[GIVEN PROBLEM]
Leaving the pictures aside, transcribe every line below exactly.

──────── RECORD EXCERPTS ────────

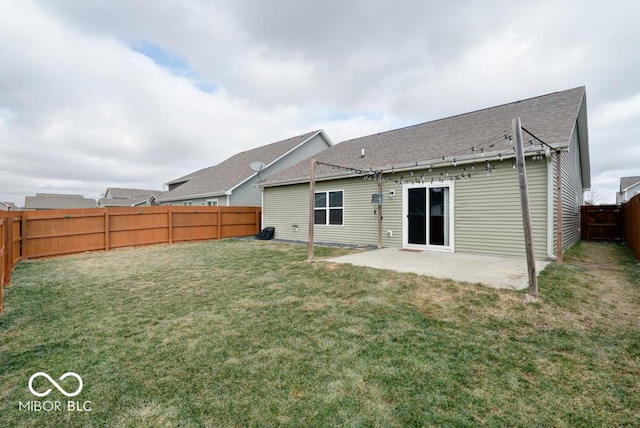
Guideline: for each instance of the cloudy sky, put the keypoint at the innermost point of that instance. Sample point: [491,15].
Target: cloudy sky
[134,93]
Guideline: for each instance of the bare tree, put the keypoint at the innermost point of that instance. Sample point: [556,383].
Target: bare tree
[593,196]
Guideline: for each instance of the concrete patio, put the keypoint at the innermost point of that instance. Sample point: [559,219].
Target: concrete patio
[492,271]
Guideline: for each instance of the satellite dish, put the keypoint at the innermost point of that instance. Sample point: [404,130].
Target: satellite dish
[257,166]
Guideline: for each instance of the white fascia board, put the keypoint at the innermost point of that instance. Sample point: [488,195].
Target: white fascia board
[321,132]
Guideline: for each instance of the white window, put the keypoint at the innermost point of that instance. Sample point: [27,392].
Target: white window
[329,207]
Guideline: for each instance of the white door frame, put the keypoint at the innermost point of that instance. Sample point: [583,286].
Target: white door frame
[405,211]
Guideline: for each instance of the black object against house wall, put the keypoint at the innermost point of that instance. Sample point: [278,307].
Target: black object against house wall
[266,234]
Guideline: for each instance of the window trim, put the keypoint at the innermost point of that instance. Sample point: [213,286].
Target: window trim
[327,209]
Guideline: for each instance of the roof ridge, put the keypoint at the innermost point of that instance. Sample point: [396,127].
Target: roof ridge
[463,114]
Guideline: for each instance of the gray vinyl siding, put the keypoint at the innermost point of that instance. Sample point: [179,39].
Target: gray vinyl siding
[572,194]
[287,206]
[246,195]
[487,210]
[488,216]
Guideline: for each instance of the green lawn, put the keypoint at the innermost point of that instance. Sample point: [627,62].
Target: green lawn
[247,333]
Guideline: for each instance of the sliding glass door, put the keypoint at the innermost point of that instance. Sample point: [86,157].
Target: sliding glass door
[428,217]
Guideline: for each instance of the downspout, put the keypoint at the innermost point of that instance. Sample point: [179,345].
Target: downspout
[550,205]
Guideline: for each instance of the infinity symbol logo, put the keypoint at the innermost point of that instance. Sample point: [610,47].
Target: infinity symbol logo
[54,383]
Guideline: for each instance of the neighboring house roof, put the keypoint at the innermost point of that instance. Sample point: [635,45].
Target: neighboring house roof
[552,118]
[121,197]
[49,201]
[123,193]
[627,182]
[221,179]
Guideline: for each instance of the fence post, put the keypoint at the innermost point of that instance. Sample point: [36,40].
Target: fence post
[170,221]
[2,261]
[107,226]
[23,249]
[8,249]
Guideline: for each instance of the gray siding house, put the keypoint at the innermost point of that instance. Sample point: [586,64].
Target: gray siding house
[629,187]
[122,197]
[233,181]
[53,201]
[447,185]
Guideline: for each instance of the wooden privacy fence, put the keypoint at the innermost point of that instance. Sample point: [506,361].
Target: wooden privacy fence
[10,245]
[631,221]
[601,223]
[613,223]
[32,234]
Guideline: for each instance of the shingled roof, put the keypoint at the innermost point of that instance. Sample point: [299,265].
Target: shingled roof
[626,182]
[225,176]
[50,201]
[552,118]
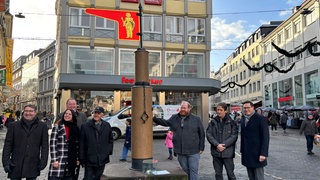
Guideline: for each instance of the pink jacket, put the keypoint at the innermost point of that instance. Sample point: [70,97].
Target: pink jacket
[168,141]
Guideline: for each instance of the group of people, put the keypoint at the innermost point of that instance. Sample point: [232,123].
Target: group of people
[222,134]
[74,142]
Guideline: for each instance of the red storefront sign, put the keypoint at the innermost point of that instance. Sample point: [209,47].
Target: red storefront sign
[128,21]
[284,99]
[126,80]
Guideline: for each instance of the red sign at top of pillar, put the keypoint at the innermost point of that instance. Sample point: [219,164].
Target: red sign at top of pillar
[128,21]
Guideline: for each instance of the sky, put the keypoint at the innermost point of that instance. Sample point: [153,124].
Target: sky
[232,22]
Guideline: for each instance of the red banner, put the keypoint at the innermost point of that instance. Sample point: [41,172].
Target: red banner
[128,21]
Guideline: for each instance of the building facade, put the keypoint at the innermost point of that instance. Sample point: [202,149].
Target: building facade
[301,85]
[95,67]
[46,74]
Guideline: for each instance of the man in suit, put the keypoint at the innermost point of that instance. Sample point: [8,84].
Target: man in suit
[254,142]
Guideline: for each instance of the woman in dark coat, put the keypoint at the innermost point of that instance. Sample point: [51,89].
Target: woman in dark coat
[64,148]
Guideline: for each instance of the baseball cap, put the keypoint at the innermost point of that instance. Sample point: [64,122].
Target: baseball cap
[99,109]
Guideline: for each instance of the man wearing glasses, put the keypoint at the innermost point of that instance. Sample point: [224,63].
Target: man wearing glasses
[26,147]
[254,142]
[188,138]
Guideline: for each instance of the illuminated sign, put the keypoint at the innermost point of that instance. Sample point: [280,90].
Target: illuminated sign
[126,80]
[128,21]
[284,99]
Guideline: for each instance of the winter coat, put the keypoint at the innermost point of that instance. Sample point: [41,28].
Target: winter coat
[95,145]
[254,141]
[309,127]
[187,139]
[59,146]
[224,132]
[168,141]
[26,150]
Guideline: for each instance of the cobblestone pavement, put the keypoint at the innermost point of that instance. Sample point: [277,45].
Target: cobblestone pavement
[288,159]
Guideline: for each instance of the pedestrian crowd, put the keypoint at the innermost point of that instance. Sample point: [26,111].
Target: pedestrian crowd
[76,141]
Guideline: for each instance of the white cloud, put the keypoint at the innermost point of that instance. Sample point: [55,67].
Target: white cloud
[37,29]
[228,35]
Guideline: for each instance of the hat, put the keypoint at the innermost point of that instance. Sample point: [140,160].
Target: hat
[99,109]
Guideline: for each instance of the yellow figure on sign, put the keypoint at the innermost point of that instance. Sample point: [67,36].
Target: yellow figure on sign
[128,23]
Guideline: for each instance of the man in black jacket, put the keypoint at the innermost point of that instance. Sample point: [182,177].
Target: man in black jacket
[254,142]
[26,147]
[96,145]
[222,134]
[188,138]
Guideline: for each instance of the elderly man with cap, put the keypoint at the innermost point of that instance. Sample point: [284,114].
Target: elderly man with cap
[96,145]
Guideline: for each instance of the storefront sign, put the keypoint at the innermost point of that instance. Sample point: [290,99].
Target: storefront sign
[127,80]
[128,21]
[284,99]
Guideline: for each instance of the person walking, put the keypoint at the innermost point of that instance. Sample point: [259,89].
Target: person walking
[81,116]
[308,127]
[127,142]
[96,145]
[254,142]
[283,121]
[222,134]
[26,146]
[168,143]
[188,139]
[64,148]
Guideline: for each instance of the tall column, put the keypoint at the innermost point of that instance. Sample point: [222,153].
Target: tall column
[141,125]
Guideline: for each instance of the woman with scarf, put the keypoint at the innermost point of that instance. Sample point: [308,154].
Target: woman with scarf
[64,148]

────────

[OUTPUT FOR THIS EXERCISE]
Guideline: for each instance of the cloudy sky, put the keypoint at the innermost point of that instance. Sample point: [491,15].
Target: cloudy sky
[134,93]
Guideline: for each instance of the bare tree, put the keypoint at the innermost point of that instance. Sample point: [556,383].
Target: bare tree
[593,196]
Guideline: for each instance of the concrete patio, put the keypoint at the innermost point of that instance. Sample point: [559,219].
Target: concrete patio
[492,271]
Guideline: for each instance of the satellite dish, put the keypoint at the innermost point of that instance. Sample point: [404,130].
Target: satellite dish
[257,166]
Guideline: for each instance of the white fascia board, put the keypoint at the innermost point of that instance. Sample point: [488,195].
Target: white fascia board
[321,132]
Guideline: for each instance of the white window, put the keypoint at the innermost point of that instance. Sample point: [27,392].
Target: white window
[329,207]
Guideline: for each instance of the white door frame, put the keypoint at the innermost point of that instance. Sample point: [583,286].
Target: white door frame
[405,211]
Guideline: for each instance of the black object against house wall, put the keypoint at the innermost point of that instance. Sample point: [278,307].
Target: black object against house wall
[266,234]
Guideline: for each instance of the window trim, put the keypoint at the innermost point of that instance. Sample point: [213,286].
Target: window trim
[327,209]
Guideline: for each instance of the roof ridge, put the keypoint at the innermost point of that instance. Sample point: [396,127].
Target: roof ridge
[463,114]
Guideline: for each instance of the gray vinyl siding, put the keypoint at the innermost point of that instance. Sample point: [179,39].
Target: gray vinyl siding
[572,194]
[287,206]
[246,195]
[487,210]
[488,216]
Guideline: for each instance of the green lawn, put the keypoint at the innermost point of that instance. Sample point: [627,62].
Target: green lawn
[247,333]
Guideline: for each instance of the sliding glass door, put the keypoint at the innermost point of that instance. Sample point: [86,157].
Target: sliding glass door
[428,217]
Guideline: for each instance of the downspout, put the keypoint at the innermost point of that instance. Sample point: [179,345].
Target: downspout
[550,205]
Guideline: for each instance of the infinity symbol logo, put the keypoint at the innermost point of that instance. Sample point: [610,47].
Target: infinity symbol logo
[54,383]
Guideline: for each instance of the neighboring house roof, put the keypoint at the innermost point of that instance. Sample point: [635,45].
Target: neighboring house roof
[552,118]
[121,197]
[49,201]
[123,193]
[627,182]
[221,179]
Guideline: for each instance of the fence post, put the keypoint at the innermost point of that instance. Sample point: [36,40].
Target: fence post
[170,221]
[2,261]
[107,226]
[23,249]
[8,249]
Guideline: for each instance of the gray siding house, put the keypoint at the innermost point of that instance. Sample point: [586,64].
Target: gray siding house
[629,187]
[122,197]
[233,181]
[53,201]
[447,185]
Guideline: for each instance of the wooden privacy fence, put the keypoint at the innermost point of that instance. Sample point: [506,361].
Target: wooden privacy fence
[10,245]
[631,221]
[601,223]
[613,223]
[32,234]
Guideline: for each instance of the shingled roof, put the keypoint at the innermost point of that instance. Sample point: [299,265].
Target: shingled roof
[626,182]
[225,176]
[50,201]
[552,118]
Guideline: for each instance of the pink jacket, put the keypoint at the innermost point of that instance. Sample point: [70,97].
Target: pink jacket
[168,141]
Guideline: for each instance of the group of people, put the keypoint at the innermost point of that instance. Sample point: [232,123].
Target: group of people
[222,134]
[74,142]
Guideline: for each instance of the red storefront sign, put the keypoint at the innermost point of that instance. Sample point: [209,47].
Target: red storefront sign
[128,21]
[284,99]
[126,80]
Guideline: for each instance of the red sign at top of pillar, put the keypoint at the innermost point of that instance. Sample point: [219,164].
Target: red sign at top of pillar
[128,21]
Guideline: for each instance of the sky, put the keypoint at the innermost point of that instance. Sample point: [153,124].
Target: sky
[232,22]
Guideline: for each instance of the red banner, put the keypoint at the innermost point of that instance. Sample point: [41,172].
Target: red banner
[128,21]
Guideline: for each instance of the building facade, put the keypoint at the innermost point of that instance. Sample point: [202,149].
Target: building facade
[301,85]
[95,67]
[46,74]
Guideline: for each instance of the man in suit, put the keypoint at the innermost point of that instance. Sample point: [8,84].
Target: man in suit
[254,142]
Guideline: for each instance of the woman in dark coat, put the keypoint at the innermost point of that instance. Sample point: [51,89].
Target: woman in dark coat
[64,148]
Guideline: for each instance of the baseball cap, put the keypoint at the innermost point of that instance. Sample point: [64,122].
Target: baseball cap
[99,109]
Guideline: for each instance of the man wearing glasses, put the keypoint at the innermost point of that instance. Sample point: [224,63].
Target: man wearing glasses
[26,147]
[254,142]
[188,138]
Guideline: for each instance of the illuminated sign, put the keypoint at the innermost point of that instance. Sample point: [280,90].
Target: illuminated sign
[126,80]
[128,21]
[284,99]
Guideline: for each instance of the winter coat, put the keypoint at the innermost point of that instance. Sample point: [41,28].
Target: winter coat
[95,145]
[254,141]
[309,127]
[187,139]
[59,146]
[224,132]
[168,141]
[26,150]
Guideline: for each instance of the cobblestone pavement, put the keypoint at the innermost point of that instance. Sample point: [277,45].
Target: cobblestone pavement
[288,159]
Guideline: for each instance of the pedestrian crowd, put the keypoint at the innermost point of that instance. Sample point: [26,111].
Target: pedestrian crowd
[76,141]
Guideline: for each instance of the white cloud, put the keypoint at the innermost point of that instance. Sample point: [55,67].
Target: white cloud
[37,29]
[228,35]
Guideline: for each instance of the hat, put the keypoint at the innermost point of that instance. Sample point: [140,160].
Target: hat
[99,109]
Guideline: for each instance of the yellow figure on sign, put the keypoint at the innermost point of that instance. Sample point: [67,36].
Target: yellow figure on sign
[128,23]
Guideline: for each instance of the man in black jacket, put the keypoint at the innermost point of that instance. Sample point: [182,177].
Target: man in black jacket
[254,142]
[26,147]
[96,145]
[222,134]
[188,138]
Guideline: for each instance of the elderly man with cap, put the keypoint at the innermost point of that instance. Sample point: [284,114].
Target: elderly man with cap
[96,145]
Guideline: for each instance of the storefront sign, put the keypoint at the innermost point of that instance. Sample point: [290,99].
Target: storefront sign
[127,80]
[128,21]
[284,99]
Guideline: for each instance of the person walking, put the keypoint at the innermost point of that instance. Sample point: [259,89].
Target: person walking
[81,116]
[308,127]
[127,142]
[96,145]
[254,142]
[283,121]
[222,134]
[26,146]
[168,143]
[188,139]
[64,148]
Guideline: for each instance of the tall column, put the keypoint at the innermost point of that instance. Sample point: [222,153].
Target: tall column
[141,125]
Guideline: for each instance of the woman with scarf, put the keypoint at the innermost point of that instance. Sample point: [308,154].
Target: woman with scarf
[64,148]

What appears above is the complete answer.